» **ПРЕДЛОЖЕННЫЙ ОТРЫВОК**:
————————

Итак, проявился древнейший, фундаментальный мотив невесты, посвящённой смерти, — мотив «смерти и девы». И в нём мы угадываем центральный феномен фемининно-матриархальной психологии.

С позиций матриархата всякое замужество видится насилием над девственной свежестью Коры, которое вершится Аидом – похитителем, земным проявлением враждебной маскулинности. С этой точки зрения каждая свадьба подобна нахождению на вершине горы в смертельном одиночестве, в ожидании чудовищного жениха, которому невеста была уступлена. Вуаль невесты – это покров тайны, и замужество — «смертоносный брак» — является центральным архетипом фемининных мистерий.

————————

» **СТРОКИ ДАННЫХ**:

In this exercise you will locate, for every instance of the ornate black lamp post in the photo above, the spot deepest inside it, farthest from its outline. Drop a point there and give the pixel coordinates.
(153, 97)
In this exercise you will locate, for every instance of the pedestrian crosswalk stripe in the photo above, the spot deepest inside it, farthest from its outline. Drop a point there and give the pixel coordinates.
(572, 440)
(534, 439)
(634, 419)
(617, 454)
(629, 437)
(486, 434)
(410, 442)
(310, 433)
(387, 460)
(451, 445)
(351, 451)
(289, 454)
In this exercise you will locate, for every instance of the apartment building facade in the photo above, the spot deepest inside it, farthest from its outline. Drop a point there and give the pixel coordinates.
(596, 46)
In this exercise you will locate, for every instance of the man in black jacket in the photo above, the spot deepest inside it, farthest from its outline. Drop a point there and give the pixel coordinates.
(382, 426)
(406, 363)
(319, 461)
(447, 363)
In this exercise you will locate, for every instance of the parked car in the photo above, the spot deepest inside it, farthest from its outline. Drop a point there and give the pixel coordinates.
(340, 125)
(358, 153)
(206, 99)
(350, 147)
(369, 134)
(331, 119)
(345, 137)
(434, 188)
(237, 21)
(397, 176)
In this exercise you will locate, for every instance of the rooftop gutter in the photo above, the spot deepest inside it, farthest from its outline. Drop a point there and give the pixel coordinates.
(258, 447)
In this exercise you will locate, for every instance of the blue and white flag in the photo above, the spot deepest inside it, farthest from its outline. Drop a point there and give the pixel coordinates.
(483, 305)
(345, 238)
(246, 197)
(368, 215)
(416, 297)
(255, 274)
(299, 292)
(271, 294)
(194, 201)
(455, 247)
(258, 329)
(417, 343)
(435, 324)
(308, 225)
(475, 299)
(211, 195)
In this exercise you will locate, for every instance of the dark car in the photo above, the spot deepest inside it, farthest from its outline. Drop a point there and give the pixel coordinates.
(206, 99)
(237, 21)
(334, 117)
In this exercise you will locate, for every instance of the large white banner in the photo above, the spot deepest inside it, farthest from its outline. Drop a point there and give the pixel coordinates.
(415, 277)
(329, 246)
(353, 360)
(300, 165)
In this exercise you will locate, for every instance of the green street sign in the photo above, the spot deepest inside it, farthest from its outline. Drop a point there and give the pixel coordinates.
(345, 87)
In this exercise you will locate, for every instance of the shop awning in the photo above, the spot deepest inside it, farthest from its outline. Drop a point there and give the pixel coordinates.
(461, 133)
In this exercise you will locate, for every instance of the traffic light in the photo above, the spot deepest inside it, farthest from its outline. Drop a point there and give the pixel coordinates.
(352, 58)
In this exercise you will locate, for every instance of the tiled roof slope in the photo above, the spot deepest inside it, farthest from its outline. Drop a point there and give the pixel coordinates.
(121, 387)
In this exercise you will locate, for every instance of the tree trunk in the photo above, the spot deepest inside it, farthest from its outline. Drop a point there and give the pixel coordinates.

————————

» **ЗАДАНИЯ ДЛЯ ВЫПОЛНЕНИЯ**:
A. Извлеките из записей без изменений строки начиная со строки, где есть «of the green», и до конца записей включительно.
B. Допишите отрывок о мотиве «смерти и девы», продолжив его после последнего предложения.

» **ОТВЕТЫ К ЗАДАНИЯМ**:
A.
In this exercise you will locate, for every instance of the green street sign in the photo above, the spot deepest inside it, farthest from its outline. Drop a point there and give the pixel coordinates.
(345, 87)
In this exercise you will locate, for every instance of the shop awning in the photo above, the spot deepest inside it, farthest from its outline. Drop a point there and give the pixel coordinates.
(461, 133)
In this exercise you will locate, for every instance of the traffic light in the photo above, the spot deepest inside it, farthest from its outline. Drop a point there and give the pixel coordinates.
(352, 58)
In this exercise you will locate, for every instance of the tiled roof slope in the photo above, the spot deepest inside it, farthest from its outline. Drop a point there and give the pixel coordinates.
(121, 387)
In this exercise you will locate, for every instance of the tree trunk in the photo above, the spot deepest inside it, farthest from its outline. Drop a point there and give the pixel coordinates.

B.
В глубинном опыте фемининности роковая свадьба, изложенная в бесчисленных мифах и сказках, с принесением девы в жертву чудовищу, дракону, волшебнику или злому духу, является также и иерогамией. Характер изнасилования, который данное событие обретает для женственности, выражает типичную для матриархальной стадии проекцию враждебных элементов на мужчину. Потому, например, оказалась бы неподходящей трактовка злодеяния Данаид, которые – все, кроме одной – убили своих мужей в первую брачную ночь, в качестве сопротивления замужеству и патриархальной власти. Бесспорно, такая интерпретация верна, но она применима только к той ранней стадии развития, что охватывает гораздо более далёкое прошлое.

В другом месте нами было показано, что базовым состоянием фемининности является изначальное отношение идентичности между дочерью и матерью. По этой причине приближение мужского в любом случае означает сепарацию. Брак – это всегда мистерия, но также и тайна смерти. Для мужчины же – и в этом состоит внутренняя сущность различия маскулинности и фемининности – брак представляет собой в первую очередь похищение, завоевание – то есть изнасилование, как это осознаётся матриархатом.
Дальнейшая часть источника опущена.